- [Task directions]: In the rows below, copy everything from the line containing "in white dress" down to the line containing "(1075, 652)", both lines included, character for character.

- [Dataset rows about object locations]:
################
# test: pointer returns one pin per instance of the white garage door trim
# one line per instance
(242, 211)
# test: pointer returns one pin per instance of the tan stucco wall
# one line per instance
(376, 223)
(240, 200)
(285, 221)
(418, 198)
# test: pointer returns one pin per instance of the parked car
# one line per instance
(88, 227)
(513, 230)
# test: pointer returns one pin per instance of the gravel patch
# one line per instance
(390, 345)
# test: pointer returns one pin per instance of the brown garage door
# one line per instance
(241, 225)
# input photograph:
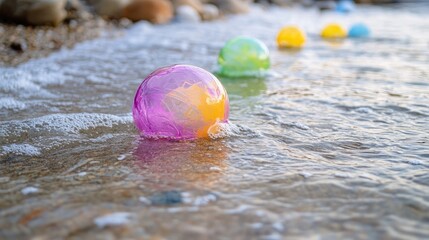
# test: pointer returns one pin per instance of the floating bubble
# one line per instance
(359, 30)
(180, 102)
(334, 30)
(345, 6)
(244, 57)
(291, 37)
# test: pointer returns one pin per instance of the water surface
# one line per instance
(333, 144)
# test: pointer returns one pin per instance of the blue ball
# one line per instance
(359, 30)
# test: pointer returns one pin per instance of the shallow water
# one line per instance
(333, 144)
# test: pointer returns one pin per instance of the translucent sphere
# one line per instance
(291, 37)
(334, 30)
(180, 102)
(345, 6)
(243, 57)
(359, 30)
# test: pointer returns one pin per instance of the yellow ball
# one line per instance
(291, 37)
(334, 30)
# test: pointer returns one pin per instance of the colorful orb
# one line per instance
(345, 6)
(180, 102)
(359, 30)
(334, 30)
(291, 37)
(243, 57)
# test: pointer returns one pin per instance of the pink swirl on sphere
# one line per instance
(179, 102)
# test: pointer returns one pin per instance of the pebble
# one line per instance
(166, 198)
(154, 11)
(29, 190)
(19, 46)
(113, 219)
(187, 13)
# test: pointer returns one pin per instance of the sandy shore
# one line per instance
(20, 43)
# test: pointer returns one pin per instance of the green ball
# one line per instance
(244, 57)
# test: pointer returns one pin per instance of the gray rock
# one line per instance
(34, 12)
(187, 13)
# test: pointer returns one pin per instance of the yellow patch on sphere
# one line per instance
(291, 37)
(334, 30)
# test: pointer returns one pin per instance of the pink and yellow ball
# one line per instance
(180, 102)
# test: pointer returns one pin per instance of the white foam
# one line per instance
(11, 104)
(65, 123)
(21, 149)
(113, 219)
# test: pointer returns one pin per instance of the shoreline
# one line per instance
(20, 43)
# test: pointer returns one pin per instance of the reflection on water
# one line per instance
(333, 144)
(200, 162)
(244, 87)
################
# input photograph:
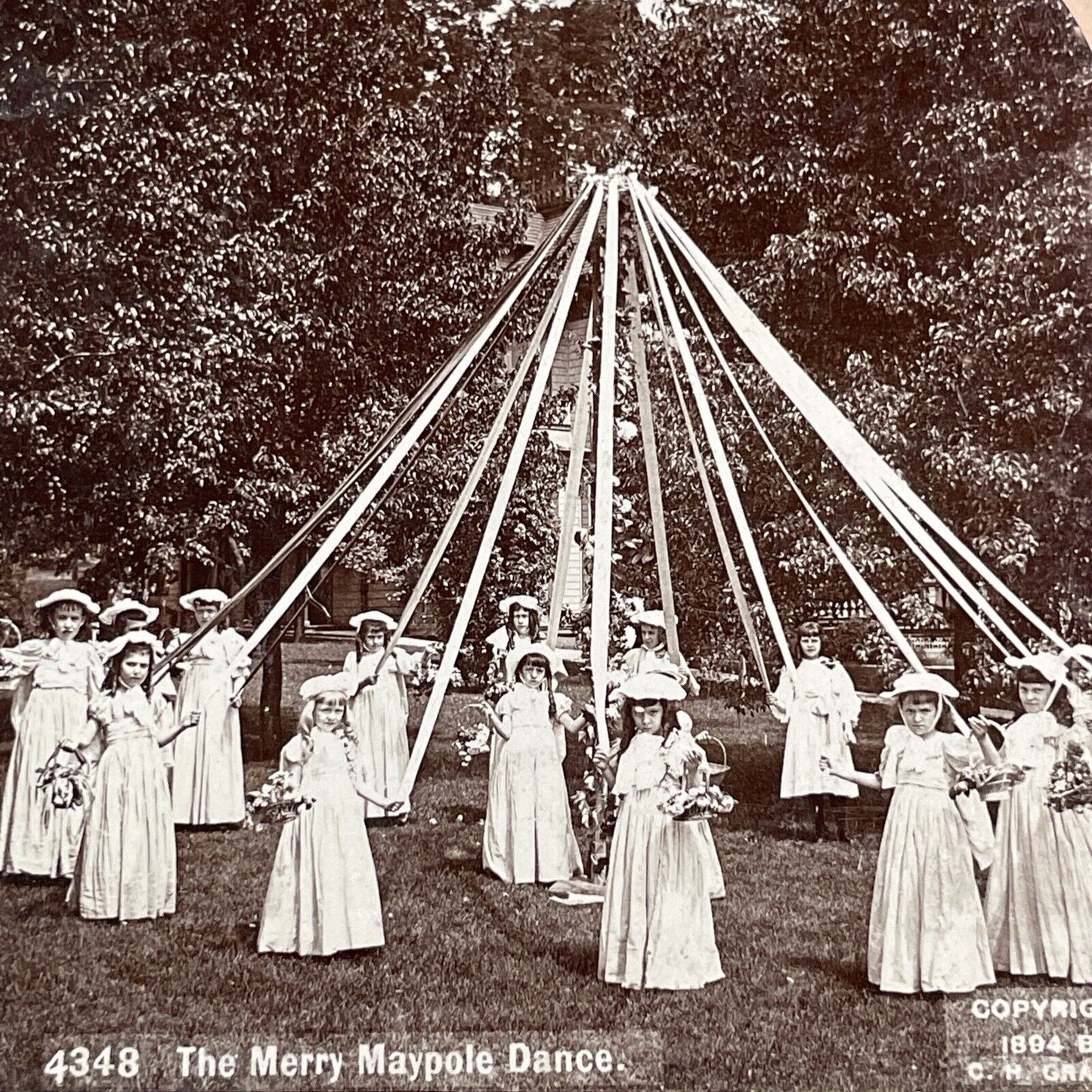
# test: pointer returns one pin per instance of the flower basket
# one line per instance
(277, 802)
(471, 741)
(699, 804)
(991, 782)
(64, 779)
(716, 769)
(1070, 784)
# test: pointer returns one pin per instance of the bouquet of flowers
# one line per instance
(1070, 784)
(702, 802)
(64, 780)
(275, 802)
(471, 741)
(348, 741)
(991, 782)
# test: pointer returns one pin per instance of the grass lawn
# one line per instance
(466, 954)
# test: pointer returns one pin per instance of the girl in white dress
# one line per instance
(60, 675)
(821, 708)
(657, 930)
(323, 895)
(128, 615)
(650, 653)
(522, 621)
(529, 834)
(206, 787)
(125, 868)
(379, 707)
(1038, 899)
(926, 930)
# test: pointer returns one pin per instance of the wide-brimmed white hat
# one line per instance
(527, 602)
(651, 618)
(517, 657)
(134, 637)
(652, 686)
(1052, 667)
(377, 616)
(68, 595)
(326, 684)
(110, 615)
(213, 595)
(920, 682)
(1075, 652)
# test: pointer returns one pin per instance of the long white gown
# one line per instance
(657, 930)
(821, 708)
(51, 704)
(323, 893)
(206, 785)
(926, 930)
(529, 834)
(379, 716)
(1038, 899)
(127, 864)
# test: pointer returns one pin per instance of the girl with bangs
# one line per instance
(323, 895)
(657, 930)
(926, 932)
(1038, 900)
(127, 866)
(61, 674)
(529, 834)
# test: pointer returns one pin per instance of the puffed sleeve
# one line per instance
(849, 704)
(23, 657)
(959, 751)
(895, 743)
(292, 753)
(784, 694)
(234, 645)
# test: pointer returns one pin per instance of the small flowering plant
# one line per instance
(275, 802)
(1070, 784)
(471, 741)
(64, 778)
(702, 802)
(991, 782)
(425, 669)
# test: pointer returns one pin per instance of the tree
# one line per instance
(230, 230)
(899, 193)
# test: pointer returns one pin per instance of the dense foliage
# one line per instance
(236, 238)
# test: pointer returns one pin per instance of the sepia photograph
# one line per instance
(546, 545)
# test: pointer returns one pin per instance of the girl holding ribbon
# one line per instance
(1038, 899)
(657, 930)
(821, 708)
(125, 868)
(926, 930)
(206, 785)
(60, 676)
################
- [Problem solution]:
# test: pointer returns one pin per instance of the girl in white dress
# one line per instance
(60, 675)
(821, 708)
(657, 930)
(323, 895)
(128, 615)
(650, 653)
(522, 621)
(529, 834)
(206, 787)
(125, 868)
(379, 707)
(1038, 899)
(926, 930)
# test: pointer returns one pin per instance of the wide-brimmed white hat
# one line per instance
(527, 602)
(651, 618)
(517, 657)
(134, 637)
(652, 686)
(1052, 667)
(377, 616)
(68, 595)
(326, 684)
(110, 615)
(213, 595)
(920, 682)
(1075, 652)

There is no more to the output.